By Puja Roy
In the seven decades since India was partitioned, more than 25 million refugees have crossed the new frontiers mapped out by Radcliffe between East Pakistan and the state of West Bengal in India. The migration out of East Bengal was very different from the rush of refugees into India from West Pakistan, which was immediate and immense as was the way the disposed were received by the country to which they fled. Unlike refugees from the west, the refugees from the east did not flood into India in one huge wave; they came sometimes in surges but often in barely perceptible trickles over five decades of independence. The element of violence in the Punjab explains why millions crossed its plain in 1947. By contrast the much larger migration out of East Bengal over a much longer time span is more complex.
In the 19th century, India was still a place where people did not define themselves primarily through their religious faith and where languages, cultures and traditions cut across religious groupings. For instance, a Muslim weaver from Bengal would have had far more in common in his language, his outlook, and his fondness for fish with one of his Hindu neighbors than he would with a Karachi laborer or Pashtun man from the North West Frontier Province.
There are several people from that generation who lived through the harrowing times of Partition and are invaluable historical archives. There is so much that happened during those days that needs to be cataloged. During my undergraduate days in Kolkata, I had the privilege of an interaction with one such person, an inhabitant of Jadavpur area, who had spoken of his ordeal to me post crossing the then East Pakistan and India border.
I had duly taken an appointment with him and his family earlier and had clearly mentioned the intent of my visit. However, when I asked them about speaking on their experiences, the man of the house, Mr. Nirmal Kanti Choudhury was quite reluctant initially. Being an overenthusiastic 20-year-old, probably I had not started the conversation on the right note, I realized. Partition after all, wasn’t something that people liked to speak about. It was that wound, which never healed, so the best cure was to avoid looking at it.
That day, sitting in their drawing room, amidst a room full of silence, I had first encountered the impact of Partition even after seven decades of its occurrence. We chatted over cups of tea and gradually the emotional doors opened. From a lighthearted discussion the mood slowly turned towards a somber and painfully nostalgic recount of an era long forgotten yet very much fresh in the minds of its victim. Mr. Choudhury started speaking, as his wife looked on.
After crossing the borders, Mr. Choudhury had lived in a rented house along with 5 other families in the Southern fringes of Kolkata which then looked much different from what it is now. He said that in the initial days, he felt an utter vacuum crushing his soul, and at times even resolved to go back; however, responsibilities of looking after his younger fellows and concern for everybody’s security back home (Chittagong) held him back. He continued, as I listened intently.
He said, “I had gone to his village in Chittagong after some years in 1964 with the hope of getting back the lost affection and loving touch of my motherland. But what surprised me was equally sad and cruel. Once home, I met with an old friend (Muslim), someone with whom I literally grew up, and even before I could tell him how things are here at my village, my childhood friend greeted me with fury, ‘tora akhono benche achish?’ (So you people are still alive?)”. Such was the state of chaos and violence that people were supposed to be dead when they were quite alive.

Collection entries
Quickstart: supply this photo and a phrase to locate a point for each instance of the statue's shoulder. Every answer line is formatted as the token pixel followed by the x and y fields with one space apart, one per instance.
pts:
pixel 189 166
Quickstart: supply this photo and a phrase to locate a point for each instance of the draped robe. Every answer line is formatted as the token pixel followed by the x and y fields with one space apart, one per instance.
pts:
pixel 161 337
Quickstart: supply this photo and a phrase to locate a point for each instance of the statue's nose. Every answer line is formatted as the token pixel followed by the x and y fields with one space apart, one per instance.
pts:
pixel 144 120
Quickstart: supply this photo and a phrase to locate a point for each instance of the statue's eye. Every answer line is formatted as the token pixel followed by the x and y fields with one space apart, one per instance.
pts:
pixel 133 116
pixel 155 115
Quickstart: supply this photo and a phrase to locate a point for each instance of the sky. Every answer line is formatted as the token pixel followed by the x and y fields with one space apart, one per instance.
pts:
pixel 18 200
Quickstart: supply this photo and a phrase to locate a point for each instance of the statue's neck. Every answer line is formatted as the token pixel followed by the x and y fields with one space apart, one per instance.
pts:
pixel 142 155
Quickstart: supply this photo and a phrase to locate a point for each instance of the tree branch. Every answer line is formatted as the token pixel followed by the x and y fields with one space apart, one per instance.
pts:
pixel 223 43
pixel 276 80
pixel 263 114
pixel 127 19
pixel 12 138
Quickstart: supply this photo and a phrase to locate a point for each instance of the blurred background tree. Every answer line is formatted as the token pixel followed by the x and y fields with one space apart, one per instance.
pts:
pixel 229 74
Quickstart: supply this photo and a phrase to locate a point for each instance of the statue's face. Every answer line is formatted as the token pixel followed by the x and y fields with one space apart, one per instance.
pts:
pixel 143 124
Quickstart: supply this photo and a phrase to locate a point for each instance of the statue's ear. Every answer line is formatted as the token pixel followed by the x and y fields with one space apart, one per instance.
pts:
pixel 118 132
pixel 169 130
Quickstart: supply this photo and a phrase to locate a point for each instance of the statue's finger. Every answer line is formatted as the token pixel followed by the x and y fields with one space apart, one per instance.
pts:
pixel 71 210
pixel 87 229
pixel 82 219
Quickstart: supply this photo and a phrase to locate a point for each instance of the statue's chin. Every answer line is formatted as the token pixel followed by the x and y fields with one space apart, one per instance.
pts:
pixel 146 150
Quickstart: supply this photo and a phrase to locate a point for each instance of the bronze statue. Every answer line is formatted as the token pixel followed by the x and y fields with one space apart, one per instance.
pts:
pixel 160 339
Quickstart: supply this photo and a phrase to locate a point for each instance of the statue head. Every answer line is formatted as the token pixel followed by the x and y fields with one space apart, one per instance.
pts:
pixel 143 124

**Instructions**
[1] Find each line in the records that contains the word "tree" and copy those lines. Match the case exactly.
[2] Pick up the essay on Partition refugees from East Bengal and continue it from its last sentence.

**Answers to the exercises**
[1]
Quickstart: supply this photo and a phrase to locate a point for each instance of the tree branch. Every answer line is formatted as the token pixel followed by the x and y fields with one space apart, one per instance.
Quickstart: supply this photo and a phrase to locate a point for each instance of the blurred background tree. Every answer line is formatted as the token pixel followed by the x and y fields with one space apart, one per instance.

[2]
Right from suffering the incessant taunts of being called a “bangaal” (a derisive term which the residents from this part of Bengal used, to refer to the migrants who came from across the border) which invariably was a mockery on their distinct accent, quite different from the people of West Bengal, these people had to eventually come to terms with the fact that the same lawns where they would once play freely, the abundance of food from their own fields, their huge houses, their lanes, their ponds, the love and warmth of their own people was now gone forever.
When boundaries lay asunder and homes and communities are broken into pieces, people try to form similar communities in different set ups, an attempt to continue living, even though things would never be the same. Such severing of ties led to the formation of a lot of organizations by these East Bengalis in their new settlements – a way in which their ruptured identities received some kind of assuage. Organizations like Dhaka Kalibari, the East Bengal Club and several other such groups emerged in West Bengal.
Mr. Choudhury himself was part of an organization called “Chattogram Parishad”. When I asked him what exactly the members do in such groups, he replied with lot of fondness that they talk about their food, their native nitty-gritties, their folk songs, culture and mandatorily speak in their mother tongue.
Post-partition, such refugee narratives found expression in cinema and literature. In Bengali literature, partition is often seen in its metaphysical terms. The hurt is not in the body but in the soul. Madness is not a trope in Bangla stories and cinema; rather, it is a nostalgia and a constant dazed search to know how and why and wherefore. The pain comes out effusively through cinema and other creative arts and bear witness to the feelings of bewilderment, loss and dislocation.
The grim savagery of that tumultuous period where men were killed in huge numbers in communal riots has been brought out quite nonchalantly by Hasan Azizul Haque in his Bengali book, Ekattor Korotole Chhinnomatha. He writes, “It was not known to me that when human corpse is afloat in water, men’s bodies float facing the sky and women’s bodies float upside down.”
Perhaps one of the early depictions of Partition happened in Chhinnamul (The Uprooted), the 1950 film by Nemai Ghosh that reflected the agrarian distress of peasants of Bengal and the subsequent migration after partition in a documentary style. Made with the help of the IPTA, the movie was made with people from different refugee camps to give a realistic approach. The film was made using 6 strict principles: only non-actors, no make-up (except whiskers), no songs, no outtakes, concealed camera on all occasions and regional dialect in dialogues. It turned out to be a big commercial failure. However, it managed to recover costs later on as on Pudovkin’s recommendation the USSR bought it, where it was later dubbed and retitled Obejdolni. Very few people know that Ritwik Ghatak, who later on went on to document some of the most heart wrenching tales around the subject of Partition, was involved in this film as an actor and assistant director.
National award winning director Ritwik Ghatak’s emotions were more analytical than his reasons. They defied his piteous ideological repertoire to produce some of the finest psychological documentations of the Partition. His self-destruction through alcoholism, like that of Manto, could itself be read as a statement, as a trauma of partition violence and as interjections of the larger self-destruction he had seen around him.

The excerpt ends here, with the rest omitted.